(Items from a data source)
··········

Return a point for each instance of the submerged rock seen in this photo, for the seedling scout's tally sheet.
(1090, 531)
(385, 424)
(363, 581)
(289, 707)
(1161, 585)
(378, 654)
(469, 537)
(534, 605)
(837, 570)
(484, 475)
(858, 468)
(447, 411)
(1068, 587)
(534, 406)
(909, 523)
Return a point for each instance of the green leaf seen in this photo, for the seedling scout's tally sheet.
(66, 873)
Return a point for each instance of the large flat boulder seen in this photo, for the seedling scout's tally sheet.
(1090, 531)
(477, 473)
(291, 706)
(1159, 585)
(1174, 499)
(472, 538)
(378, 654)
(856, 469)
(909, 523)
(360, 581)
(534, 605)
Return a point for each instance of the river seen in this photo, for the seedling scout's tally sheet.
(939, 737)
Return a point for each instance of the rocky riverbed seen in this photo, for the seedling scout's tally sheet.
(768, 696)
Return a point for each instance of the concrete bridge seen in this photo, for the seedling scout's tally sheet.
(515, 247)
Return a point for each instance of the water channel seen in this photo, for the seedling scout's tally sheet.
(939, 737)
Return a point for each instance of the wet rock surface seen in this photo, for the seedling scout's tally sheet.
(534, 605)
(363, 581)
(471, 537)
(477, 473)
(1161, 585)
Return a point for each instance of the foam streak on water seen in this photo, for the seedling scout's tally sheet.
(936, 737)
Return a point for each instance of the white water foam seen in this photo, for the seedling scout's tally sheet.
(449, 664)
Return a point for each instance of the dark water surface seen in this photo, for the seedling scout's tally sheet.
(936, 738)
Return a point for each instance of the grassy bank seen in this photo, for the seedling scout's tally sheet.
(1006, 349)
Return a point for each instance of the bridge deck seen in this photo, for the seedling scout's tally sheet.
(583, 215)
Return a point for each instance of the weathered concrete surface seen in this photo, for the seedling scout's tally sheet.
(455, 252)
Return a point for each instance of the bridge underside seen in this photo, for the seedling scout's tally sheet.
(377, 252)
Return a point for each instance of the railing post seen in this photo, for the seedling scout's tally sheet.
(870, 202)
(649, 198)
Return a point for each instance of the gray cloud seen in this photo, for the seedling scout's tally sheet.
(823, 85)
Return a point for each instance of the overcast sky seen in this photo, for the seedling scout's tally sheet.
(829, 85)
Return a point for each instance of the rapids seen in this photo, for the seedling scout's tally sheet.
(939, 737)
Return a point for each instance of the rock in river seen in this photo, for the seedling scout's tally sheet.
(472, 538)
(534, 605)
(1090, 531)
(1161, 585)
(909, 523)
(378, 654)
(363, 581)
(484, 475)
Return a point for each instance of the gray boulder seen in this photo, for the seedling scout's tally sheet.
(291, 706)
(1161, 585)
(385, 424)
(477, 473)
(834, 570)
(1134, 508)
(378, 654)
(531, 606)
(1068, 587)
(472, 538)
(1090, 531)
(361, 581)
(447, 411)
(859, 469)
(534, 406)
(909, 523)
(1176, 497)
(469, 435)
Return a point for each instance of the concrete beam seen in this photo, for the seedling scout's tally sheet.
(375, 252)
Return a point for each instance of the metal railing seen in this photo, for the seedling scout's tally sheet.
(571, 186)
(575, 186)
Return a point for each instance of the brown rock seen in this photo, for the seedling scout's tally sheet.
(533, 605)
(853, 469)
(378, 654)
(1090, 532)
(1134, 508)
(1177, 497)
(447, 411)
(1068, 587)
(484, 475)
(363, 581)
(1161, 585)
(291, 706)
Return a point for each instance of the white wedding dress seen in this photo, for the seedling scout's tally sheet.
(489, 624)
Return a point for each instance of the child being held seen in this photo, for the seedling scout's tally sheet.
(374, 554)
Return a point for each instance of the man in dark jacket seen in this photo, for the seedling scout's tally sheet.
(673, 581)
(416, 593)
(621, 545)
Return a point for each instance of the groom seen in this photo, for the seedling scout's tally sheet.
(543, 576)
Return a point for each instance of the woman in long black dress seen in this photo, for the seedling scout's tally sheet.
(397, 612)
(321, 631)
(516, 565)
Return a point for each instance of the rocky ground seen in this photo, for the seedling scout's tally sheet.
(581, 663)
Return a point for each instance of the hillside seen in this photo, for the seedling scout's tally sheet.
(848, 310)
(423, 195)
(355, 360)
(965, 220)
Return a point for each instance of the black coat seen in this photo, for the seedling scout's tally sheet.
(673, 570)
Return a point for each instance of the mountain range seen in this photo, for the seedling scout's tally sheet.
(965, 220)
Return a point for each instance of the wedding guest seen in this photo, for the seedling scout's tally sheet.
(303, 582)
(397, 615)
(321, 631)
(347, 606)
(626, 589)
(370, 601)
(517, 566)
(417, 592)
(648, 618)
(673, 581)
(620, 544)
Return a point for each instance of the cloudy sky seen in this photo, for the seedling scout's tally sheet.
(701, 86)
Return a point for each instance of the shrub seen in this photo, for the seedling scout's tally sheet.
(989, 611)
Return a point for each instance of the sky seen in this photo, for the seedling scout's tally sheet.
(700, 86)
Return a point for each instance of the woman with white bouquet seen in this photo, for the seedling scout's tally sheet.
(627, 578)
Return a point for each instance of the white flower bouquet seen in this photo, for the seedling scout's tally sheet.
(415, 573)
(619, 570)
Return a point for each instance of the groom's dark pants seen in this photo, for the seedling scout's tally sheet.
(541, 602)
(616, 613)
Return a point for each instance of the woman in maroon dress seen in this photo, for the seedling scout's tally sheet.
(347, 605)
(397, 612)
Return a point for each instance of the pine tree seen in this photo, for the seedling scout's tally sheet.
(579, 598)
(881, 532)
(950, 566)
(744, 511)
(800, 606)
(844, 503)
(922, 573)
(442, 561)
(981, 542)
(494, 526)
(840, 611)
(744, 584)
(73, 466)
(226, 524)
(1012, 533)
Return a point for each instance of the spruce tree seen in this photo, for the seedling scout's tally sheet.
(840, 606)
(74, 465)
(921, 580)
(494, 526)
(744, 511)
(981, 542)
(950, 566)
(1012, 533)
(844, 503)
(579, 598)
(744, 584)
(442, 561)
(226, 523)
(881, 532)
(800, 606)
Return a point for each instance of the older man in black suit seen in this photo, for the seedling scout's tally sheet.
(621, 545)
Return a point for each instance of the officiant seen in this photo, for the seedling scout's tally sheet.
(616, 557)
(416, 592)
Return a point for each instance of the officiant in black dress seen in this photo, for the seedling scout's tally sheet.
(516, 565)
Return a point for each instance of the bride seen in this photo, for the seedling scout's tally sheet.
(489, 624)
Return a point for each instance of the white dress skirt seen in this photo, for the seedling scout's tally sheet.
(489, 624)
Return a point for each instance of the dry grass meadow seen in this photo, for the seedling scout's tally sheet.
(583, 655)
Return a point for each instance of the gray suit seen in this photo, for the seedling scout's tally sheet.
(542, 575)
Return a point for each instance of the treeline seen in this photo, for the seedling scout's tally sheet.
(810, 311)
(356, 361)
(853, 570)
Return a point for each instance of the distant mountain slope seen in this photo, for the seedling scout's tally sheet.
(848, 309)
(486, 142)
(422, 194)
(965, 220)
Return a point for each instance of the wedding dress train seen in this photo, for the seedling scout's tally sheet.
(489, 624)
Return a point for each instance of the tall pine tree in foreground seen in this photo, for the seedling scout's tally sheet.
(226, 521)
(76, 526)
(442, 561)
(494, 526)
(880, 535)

··········

Output all of the data above without any alteration.

◆ REPLY ◆
Return a point for each instance of the submerged rock seen in this photo, for the seedling scout's tally sheet.
(1090, 531)
(385, 424)
(363, 581)
(289, 707)
(1161, 585)
(378, 654)
(469, 537)
(534, 605)
(837, 570)
(484, 475)
(858, 468)
(447, 411)
(1068, 587)
(534, 406)
(909, 523)
Return a point for each instance of the green leaf seen in this photo, for the seedling scout's tally sheet.
(66, 873)
Return a point for each instance of the large flat boulder seen in this photo, for the seedling scout's tally sheet.
(1090, 531)
(477, 473)
(291, 706)
(1159, 585)
(1174, 499)
(472, 538)
(378, 654)
(856, 469)
(909, 523)
(360, 581)
(534, 605)
Return a point for each instance of the river seen in this photo, for the seedling scout's tally sheet.
(939, 737)
Return a point for each instance of the rocky riverbed seen in this photo, for the seedling scout's tally sheet.
(768, 696)
Return a point for each instance of the concrete bridge seen in this photo, for the seedling scout's tally sheet.
(515, 247)
Return a point for each instance of the water channel seen in this photo, for the seedling scout's tally sheet.
(939, 737)
Return a point for each instance of the wet rock surface seen in this photo, for the seedling scout's tally sheet.
(534, 605)
(363, 581)
(471, 537)
(477, 473)
(1161, 585)
Return a point for each instance of the foam streak on water seen in this photo, for the seedling scout's tally sheet.
(936, 737)
Return a point for each instance of the white water foam seen in this photo, for the seedling scout's tally sheet.
(449, 664)
Return a point for each instance of the dark water surface seen in this photo, for the seedling scout's tally sheet.
(936, 738)
Return a point for each instance of the grassy bank seen in this photo, for the seedling scout's tally sheet.
(1006, 349)
Return a point for each instance of the bridge deck seen in this photo, for the seedling scout's tally sheet.
(583, 215)
Return a point for each instance of the weathered concrete surface seen in this photo, for the seedling scout's tally sheet.
(455, 252)
Return a point for each instance of the bridge underside seen in this photo, for the seedling scout's tally sheet.
(377, 252)
Return a point for each instance of the railing post seen in this photo, for the seedling scout's tally sheet.
(870, 202)
(649, 198)
Return a point for each instance of the gray cloud seen in this photo, for the seedling scout's tally sheet.
(823, 85)
Return a point for each instance of the overcast sky seen in this photo, for the seedling scout's tally sheet.
(829, 85)
Return a point for each instance of the rapids seen in this photo, for the seedling scout's tally sheet.
(939, 737)
Return a point for each instance of the rock in river seen in this photo, for the seedling scout's tally sheet.
(472, 538)
(534, 605)
(1090, 531)
(1161, 585)
(909, 523)
(378, 654)
(363, 581)
(484, 475)
Return a point for each instance of the gray boulder seen in this photo, for the seedling scout's tally sheet.
(291, 706)
(1161, 585)
(385, 424)
(477, 473)
(834, 570)
(1134, 508)
(378, 654)
(531, 606)
(1068, 587)
(472, 538)
(1090, 531)
(361, 581)
(447, 411)
(859, 469)
(534, 406)
(909, 523)
(1176, 497)
(469, 435)
Return a point for each instance of the concrete beam seen in this photo, for the seedling scout's tally sheet.
(375, 252)
Return a point for each instance of the metal railing seen in this photo, for the seedling scout's tally sheet.
(571, 186)
(575, 186)
Return a point for each instance of the brown rock seen in this photo, for the seedling scout's tally sheet.
(533, 605)
(853, 469)
(378, 654)
(1090, 532)
(1134, 508)
(1177, 497)
(447, 411)
(1068, 587)
(484, 475)
(363, 581)
(1161, 585)
(291, 706)
Return a point for each instance of the white wedding dress seen in this photo, for the seedling scout's tally sheet.
(489, 624)
Return a point for each instance of the child being held seen in this photo, for the seedling scout's tally sheet.
(374, 554)
Return a point for each instance of the man in dark jacket seen in this photo, for the seedling scout's tally sheet.
(673, 581)
(416, 593)
(621, 545)
Return a point for each instance of the groom seen in this photo, for the seedling scout's tally sheet.
(543, 576)
Return a point for each instance of the woman in long black dress seen in this photo, for the seedling scout's tally sheet.
(397, 612)
(321, 631)
(516, 565)
Return a point for each instance of the rocky ground seen in this photo, for the seedling scout's tally sheet.
(581, 663)
Return a point for each instance of the hillside seen in this photo, for the seedling scout's tally sheet.
(848, 310)
(423, 195)
(355, 360)
(965, 220)
Return a point for each instance of the black coat seen in this photo, for the seedling scout's tally sheet.
(673, 570)
Return a point for each instance of the mountain range seen in this photo, for the seedling scout's tally sheet.
(965, 220)
Return a point for each instance of the wedding guest seen in this photo, for the seedling scout's tally sheet.
(303, 582)
(397, 615)
(321, 631)
(347, 606)
(626, 589)
(370, 601)
(517, 566)
(417, 592)
(648, 618)
(673, 581)
(620, 544)
Return a point for each instance of the cloudy sky seen in this photo, for the seedling scout's tally sheet.
(701, 86)
Return a point for each instance of the shrub seen in this photo, for the seedling scout's tally sheet.
(989, 611)
Return a point for each instance of the sky seen in this photo, for the seedling scout's tally sheet.
(700, 86)
Return a point for each instance of the woman with white bouquet seen in this photo, for the seedling scout's tally sheet.
(627, 578)
Return a point for each instance of the white flower bouquet seen in this photo, for the seedling scout's tally sheet.
(415, 573)
(619, 570)
Return a point for each instance of the groom's dark pants seen in this photo, for the seedling scout's tally sheet.
(541, 602)
(616, 613)
Return a point for each instance of the woman in maroon dress seen in this photo, for the seedling scout's tally sheet.
(347, 605)
(397, 612)
Return a point for each instance of the pine tree seen in this photo, for the seedling scout's tally sheet.
(579, 598)
(881, 532)
(950, 566)
(744, 511)
(800, 606)
(844, 503)
(922, 573)
(442, 561)
(981, 542)
(494, 526)
(840, 611)
(744, 584)
(73, 466)
(226, 524)
(1012, 533)
Return a point for each instance of the spruce tree seen in this photo, for the seedling scout's tally sheet.
(840, 606)
(74, 465)
(921, 580)
(494, 526)
(744, 511)
(981, 542)
(950, 566)
(1012, 533)
(844, 503)
(579, 598)
(744, 584)
(442, 561)
(226, 523)
(881, 532)
(800, 606)
Return a point for each instance of the older man in black suit seen in this photo, for the seedling scout's tally sheet.
(621, 545)
Return a point for each instance of the officiant seen in this photo, for the seedling scout's tally sheet.
(616, 557)
(416, 592)
Return a point for each instance of the officiant in black dress seen in this photo, for the seedling scout's tally sheet.
(516, 565)
Return a point for each instance of the bride seen in this photo, for the seedling scout's tally sheet.
(489, 624)
Return a point for each instance of the white dress skirt seen in this photo, for the seedling scout's tally sheet.
(489, 624)
Return a point for each instance of the dry grass meadow seen in this photo, for the seedling scout's tally sheet.
(583, 655)
Return a point for each instance of the gray suit seen in this photo, for the seedling scout's tally sheet.
(542, 575)
Return a point for each instance of the treeline seen in this photo, for the seedling scout's tally sheet.
(810, 311)
(356, 361)
(853, 570)
Return a point for each instance of the distant mountain slope seen in this photo, for the seedling scout's tally sheet.
(848, 309)
(486, 142)
(422, 194)
(965, 220)
Return a point for each instance of the wedding dress train seen in this photo, for the seedling scout's tally sheet.
(489, 624)
Return a point for each instance of the tall pine tree in foreground seen in this photo, for the seedling scout's tally sheet.
(226, 521)
(76, 526)
(442, 561)
(494, 526)
(880, 535)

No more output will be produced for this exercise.